Data for this task below:
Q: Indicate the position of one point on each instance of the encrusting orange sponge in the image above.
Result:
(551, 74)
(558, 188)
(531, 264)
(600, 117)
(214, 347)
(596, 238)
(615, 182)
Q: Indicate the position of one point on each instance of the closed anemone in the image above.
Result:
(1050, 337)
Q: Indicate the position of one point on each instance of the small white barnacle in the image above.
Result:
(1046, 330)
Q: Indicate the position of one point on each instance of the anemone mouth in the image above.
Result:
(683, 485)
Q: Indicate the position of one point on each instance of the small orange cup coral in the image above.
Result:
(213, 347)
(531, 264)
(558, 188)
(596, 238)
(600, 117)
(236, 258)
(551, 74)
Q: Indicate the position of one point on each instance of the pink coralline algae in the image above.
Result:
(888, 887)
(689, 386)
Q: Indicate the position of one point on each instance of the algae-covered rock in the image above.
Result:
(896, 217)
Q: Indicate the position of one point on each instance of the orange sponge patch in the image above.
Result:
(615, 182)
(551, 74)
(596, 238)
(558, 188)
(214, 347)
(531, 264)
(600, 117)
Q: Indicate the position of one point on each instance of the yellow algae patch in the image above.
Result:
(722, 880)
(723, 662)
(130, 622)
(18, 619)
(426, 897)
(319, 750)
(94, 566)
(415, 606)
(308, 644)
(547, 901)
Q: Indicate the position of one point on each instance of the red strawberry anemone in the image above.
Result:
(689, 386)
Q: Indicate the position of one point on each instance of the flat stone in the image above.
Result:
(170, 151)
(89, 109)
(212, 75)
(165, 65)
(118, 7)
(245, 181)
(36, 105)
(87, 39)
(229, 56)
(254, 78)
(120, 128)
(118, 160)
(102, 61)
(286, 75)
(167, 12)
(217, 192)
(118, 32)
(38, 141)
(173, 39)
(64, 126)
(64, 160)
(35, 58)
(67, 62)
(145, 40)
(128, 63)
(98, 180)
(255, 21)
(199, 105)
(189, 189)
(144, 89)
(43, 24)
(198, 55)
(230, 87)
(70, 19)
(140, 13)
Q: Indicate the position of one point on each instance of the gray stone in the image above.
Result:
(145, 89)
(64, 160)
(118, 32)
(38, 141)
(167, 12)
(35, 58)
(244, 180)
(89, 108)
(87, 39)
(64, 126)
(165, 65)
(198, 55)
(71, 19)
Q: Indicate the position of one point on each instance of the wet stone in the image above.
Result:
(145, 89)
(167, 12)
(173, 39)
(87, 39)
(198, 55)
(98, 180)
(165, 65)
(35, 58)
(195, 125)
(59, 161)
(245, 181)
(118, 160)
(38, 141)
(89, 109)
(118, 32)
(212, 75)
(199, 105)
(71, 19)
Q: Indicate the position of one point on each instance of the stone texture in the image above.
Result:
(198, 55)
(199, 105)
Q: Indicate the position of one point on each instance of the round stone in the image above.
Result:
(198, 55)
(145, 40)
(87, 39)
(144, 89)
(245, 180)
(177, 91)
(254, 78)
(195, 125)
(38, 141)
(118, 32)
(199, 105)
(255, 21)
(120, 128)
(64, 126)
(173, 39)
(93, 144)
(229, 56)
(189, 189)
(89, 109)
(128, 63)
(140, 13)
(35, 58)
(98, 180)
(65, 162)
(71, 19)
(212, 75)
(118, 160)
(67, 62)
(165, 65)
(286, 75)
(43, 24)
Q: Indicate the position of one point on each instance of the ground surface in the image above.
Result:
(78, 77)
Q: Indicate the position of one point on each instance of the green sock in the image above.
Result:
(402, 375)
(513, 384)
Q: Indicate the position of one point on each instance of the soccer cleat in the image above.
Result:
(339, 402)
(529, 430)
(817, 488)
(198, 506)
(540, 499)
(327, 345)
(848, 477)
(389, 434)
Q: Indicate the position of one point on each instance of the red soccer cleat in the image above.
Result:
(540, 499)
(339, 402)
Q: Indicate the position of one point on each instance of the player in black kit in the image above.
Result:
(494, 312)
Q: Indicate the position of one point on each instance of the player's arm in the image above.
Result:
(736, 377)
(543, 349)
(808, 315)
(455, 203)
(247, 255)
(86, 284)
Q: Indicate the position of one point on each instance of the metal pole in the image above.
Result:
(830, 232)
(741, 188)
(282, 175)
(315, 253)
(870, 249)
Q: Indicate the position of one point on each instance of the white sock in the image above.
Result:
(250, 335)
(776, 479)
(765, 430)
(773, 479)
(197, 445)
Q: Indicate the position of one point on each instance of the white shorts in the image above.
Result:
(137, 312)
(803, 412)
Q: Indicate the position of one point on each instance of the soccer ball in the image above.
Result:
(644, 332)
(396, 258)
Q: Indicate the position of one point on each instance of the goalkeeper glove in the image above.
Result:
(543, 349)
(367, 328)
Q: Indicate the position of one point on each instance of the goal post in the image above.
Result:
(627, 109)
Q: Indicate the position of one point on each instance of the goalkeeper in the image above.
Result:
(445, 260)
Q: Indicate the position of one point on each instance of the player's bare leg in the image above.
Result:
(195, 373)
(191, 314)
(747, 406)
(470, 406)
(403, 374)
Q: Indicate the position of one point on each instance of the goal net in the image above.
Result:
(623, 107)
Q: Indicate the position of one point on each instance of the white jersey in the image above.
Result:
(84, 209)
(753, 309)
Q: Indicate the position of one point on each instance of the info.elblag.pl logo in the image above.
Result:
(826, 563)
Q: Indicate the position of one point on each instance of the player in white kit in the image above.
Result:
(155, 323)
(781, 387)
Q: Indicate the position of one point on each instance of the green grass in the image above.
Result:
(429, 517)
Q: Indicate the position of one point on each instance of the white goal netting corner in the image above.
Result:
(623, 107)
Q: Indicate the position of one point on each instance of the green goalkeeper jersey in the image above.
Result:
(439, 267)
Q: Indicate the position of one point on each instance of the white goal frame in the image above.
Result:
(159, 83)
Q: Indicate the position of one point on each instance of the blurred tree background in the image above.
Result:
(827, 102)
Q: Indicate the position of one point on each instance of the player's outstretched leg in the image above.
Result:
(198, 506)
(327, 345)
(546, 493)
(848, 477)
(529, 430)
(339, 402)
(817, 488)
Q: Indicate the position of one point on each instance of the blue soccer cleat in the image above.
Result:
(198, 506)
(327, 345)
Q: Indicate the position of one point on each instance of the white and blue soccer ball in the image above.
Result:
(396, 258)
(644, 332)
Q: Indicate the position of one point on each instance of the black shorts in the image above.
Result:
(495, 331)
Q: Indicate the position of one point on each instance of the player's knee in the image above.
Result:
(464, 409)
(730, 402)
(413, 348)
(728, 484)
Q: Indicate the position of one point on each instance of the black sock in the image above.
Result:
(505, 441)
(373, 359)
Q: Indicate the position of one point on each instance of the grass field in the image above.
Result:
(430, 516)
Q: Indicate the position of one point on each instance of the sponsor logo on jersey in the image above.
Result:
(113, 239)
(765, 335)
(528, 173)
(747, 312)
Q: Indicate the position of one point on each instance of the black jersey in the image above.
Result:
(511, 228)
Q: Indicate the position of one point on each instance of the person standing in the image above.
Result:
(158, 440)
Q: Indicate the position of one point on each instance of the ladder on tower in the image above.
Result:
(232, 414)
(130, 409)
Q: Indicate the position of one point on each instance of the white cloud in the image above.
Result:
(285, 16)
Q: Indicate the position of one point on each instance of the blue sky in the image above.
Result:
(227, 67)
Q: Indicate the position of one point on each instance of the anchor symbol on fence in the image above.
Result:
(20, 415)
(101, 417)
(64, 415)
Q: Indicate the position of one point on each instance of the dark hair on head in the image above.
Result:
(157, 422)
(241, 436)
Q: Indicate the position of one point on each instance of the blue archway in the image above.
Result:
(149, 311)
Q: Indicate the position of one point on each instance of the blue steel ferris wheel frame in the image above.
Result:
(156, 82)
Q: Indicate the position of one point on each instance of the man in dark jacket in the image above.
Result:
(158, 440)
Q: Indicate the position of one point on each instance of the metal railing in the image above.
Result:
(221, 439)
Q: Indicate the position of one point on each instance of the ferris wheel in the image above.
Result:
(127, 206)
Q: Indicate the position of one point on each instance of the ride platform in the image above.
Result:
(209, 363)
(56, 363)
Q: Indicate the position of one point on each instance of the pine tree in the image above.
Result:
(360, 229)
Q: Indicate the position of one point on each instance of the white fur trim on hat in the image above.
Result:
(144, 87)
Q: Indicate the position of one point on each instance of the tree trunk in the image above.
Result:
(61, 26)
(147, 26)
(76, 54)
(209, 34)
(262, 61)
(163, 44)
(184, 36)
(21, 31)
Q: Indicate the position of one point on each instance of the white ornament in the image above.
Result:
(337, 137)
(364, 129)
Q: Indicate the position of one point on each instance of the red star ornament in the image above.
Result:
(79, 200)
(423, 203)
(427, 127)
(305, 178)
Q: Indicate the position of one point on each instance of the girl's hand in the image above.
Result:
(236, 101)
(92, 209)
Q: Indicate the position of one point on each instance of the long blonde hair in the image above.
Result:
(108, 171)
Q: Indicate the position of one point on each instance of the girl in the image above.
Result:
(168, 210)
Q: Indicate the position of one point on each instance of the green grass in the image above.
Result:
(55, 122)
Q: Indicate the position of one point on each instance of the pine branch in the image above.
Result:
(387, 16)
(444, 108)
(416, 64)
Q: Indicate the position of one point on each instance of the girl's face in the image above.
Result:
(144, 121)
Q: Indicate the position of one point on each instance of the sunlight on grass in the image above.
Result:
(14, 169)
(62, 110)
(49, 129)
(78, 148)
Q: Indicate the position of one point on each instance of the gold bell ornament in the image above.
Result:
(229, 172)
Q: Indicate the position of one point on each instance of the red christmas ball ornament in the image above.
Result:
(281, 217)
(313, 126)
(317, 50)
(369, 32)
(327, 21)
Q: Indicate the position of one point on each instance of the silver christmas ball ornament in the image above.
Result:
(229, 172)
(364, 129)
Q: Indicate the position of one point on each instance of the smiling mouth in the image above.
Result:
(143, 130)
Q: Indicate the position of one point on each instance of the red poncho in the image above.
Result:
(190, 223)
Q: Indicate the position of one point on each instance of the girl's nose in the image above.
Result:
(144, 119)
End of Data for this task.
* _Problem_
Each line in the entries above, starting at the line with "arm in the image above." and ending at the line with "pole in the image above.", is to be printed exactly, and only those lines.

* _Result below_
Q: Indicate the position of one point on each instance of the player's arm in the image above.
Result:
(736, 377)
(543, 349)
(808, 315)
(455, 203)
(247, 255)
(86, 284)
Q: Indicate the position of one point on each instance of the metal pole in the image above.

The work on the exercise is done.